[Dataset excerpts on object pointing]
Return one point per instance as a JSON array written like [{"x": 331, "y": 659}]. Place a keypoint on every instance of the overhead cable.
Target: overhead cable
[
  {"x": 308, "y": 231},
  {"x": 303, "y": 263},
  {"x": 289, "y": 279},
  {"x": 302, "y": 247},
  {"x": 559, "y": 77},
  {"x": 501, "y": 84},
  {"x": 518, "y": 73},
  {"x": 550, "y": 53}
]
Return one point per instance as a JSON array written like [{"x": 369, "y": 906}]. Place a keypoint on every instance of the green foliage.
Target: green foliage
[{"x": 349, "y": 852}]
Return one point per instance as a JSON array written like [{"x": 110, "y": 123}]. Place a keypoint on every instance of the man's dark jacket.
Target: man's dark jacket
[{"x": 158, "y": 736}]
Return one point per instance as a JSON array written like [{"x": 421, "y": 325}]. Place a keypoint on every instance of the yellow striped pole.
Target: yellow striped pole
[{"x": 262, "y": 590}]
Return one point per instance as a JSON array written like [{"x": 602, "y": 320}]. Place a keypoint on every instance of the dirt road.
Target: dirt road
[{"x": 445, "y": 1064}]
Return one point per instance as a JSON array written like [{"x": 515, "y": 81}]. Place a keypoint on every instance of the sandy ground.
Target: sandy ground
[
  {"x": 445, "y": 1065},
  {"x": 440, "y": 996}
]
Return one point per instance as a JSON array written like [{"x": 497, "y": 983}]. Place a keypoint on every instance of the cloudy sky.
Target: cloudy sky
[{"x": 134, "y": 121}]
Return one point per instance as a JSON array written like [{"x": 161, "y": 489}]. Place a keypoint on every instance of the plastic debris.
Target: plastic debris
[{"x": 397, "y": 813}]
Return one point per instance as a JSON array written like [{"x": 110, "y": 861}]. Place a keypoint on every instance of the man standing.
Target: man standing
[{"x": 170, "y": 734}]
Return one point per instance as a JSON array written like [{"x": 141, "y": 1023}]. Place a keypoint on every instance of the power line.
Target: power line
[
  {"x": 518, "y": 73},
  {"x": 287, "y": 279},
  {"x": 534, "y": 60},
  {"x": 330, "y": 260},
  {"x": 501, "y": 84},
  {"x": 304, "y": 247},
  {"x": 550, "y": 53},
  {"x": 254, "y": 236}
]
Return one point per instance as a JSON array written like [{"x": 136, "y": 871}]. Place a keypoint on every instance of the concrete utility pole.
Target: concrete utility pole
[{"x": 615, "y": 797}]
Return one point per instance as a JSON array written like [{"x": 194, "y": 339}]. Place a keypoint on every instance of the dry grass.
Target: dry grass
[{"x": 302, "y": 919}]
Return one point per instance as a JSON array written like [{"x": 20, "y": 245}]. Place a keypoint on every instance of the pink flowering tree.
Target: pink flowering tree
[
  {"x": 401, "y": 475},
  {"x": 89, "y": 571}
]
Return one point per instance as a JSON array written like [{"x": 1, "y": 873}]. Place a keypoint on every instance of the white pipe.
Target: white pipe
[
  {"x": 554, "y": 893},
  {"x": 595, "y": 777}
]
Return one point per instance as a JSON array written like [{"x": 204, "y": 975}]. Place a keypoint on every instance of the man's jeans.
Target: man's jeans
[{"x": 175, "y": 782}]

WHAT YOU SHOULD DO
Edit the entries above by replacing each "keypoint" with "marker", keeping everything else the same.

WRITTEN ANSWER
Return one point per instance as a JSON array written like [{"x": 331, "y": 659}]. Place a marker on every instance of the overhead cable.
Target: overhead cable
[
  {"x": 308, "y": 231},
  {"x": 303, "y": 263},
  {"x": 289, "y": 279},
  {"x": 302, "y": 247},
  {"x": 559, "y": 77},
  {"x": 501, "y": 84},
  {"x": 518, "y": 73},
  {"x": 550, "y": 53}
]
Return one point per instance as a JSON array written like [{"x": 369, "y": 906}]. Place a marker on every instance of the green foliage.
Target: green foliage
[{"x": 349, "y": 852}]
Return one point per instance as a JSON array written like [{"x": 110, "y": 123}]. Place a marker on every instance of the man's dark jacket.
Target: man's dark jacket
[{"x": 158, "y": 736}]
Return one point per instance as a JSON array written like [{"x": 421, "y": 325}]. Place a marker on every instance of the yellow striped pole.
Target: yellow striped pole
[{"x": 262, "y": 590}]
Return one point per instance as a JSON array written like [{"x": 602, "y": 320}]. Place a marker on every instance of the dirt road.
Target: dirt road
[{"x": 445, "y": 1064}]
Return one point per instance as a JSON array written like [{"x": 515, "y": 81}]. Place a marker on every instance of the sandy ground.
Target: sandy ground
[
  {"x": 445, "y": 1065},
  {"x": 440, "y": 996}
]
Return one point per instance as a JSON array written like [{"x": 497, "y": 983}]. Place a marker on every instance of the cloudy sky.
Target: cloudy sky
[{"x": 134, "y": 121}]
Return one point per instance as a JSON array written like [{"x": 161, "y": 489}]. Place a marker on every instance of the plastic debris.
Target: plastic debris
[{"x": 397, "y": 813}]
Return one point per instance as a JSON array written like [{"x": 110, "y": 861}]. Place a marker on every instance of the man standing.
Target: man standing
[{"x": 170, "y": 734}]
Return one point per instance as a JSON array written like [{"x": 141, "y": 1023}]. Place a marker on every instance of the power line.
Target: power line
[
  {"x": 518, "y": 73},
  {"x": 287, "y": 279},
  {"x": 534, "y": 60},
  {"x": 330, "y": 260},
  {"x": 501, "y": 84},
  {"x": 304, "y": 247},
  {"x": 550, "y": 53},
  {"x": 254, "y": 236}
]
Return one point per instance as a JSON array written like [{"x": 136, "y": 871}]. Place a marker on every instance of the concrete utility pole.
Target: concrete utility pole
[{"x": 615, "y": 797}]
Return one point per instance as a JSON array written like [{"x": 194, "y": 339}]. Place a marker on every instance of the dry grass.
Target: dry grass
[{"x": 302, "y": 919}]
Return one point per instance as a JSON array written like [{"x": 20, "y": 245}]. Place a marker on every instance of the pink flowering tree.
Target: pink flowering tree
[
  {"x": 401, "y": 475},
  {"x": 89, "y": 571}
]
Return one point per instance as a JSON array written like [{"x": 1, "y": 873}]. Place a marker on every instance of the white pipe.
Target: white pipe
[
  {"x": 554, "y": 893},
  {"x": 595, "y": 777}
]
Return one point per instance as a JSON array written like [{"x": 204, "y": 975}]. Place a marker on every instance of the man's jeans.
Target: man's jeans
[{"x": 175, "y": 782}]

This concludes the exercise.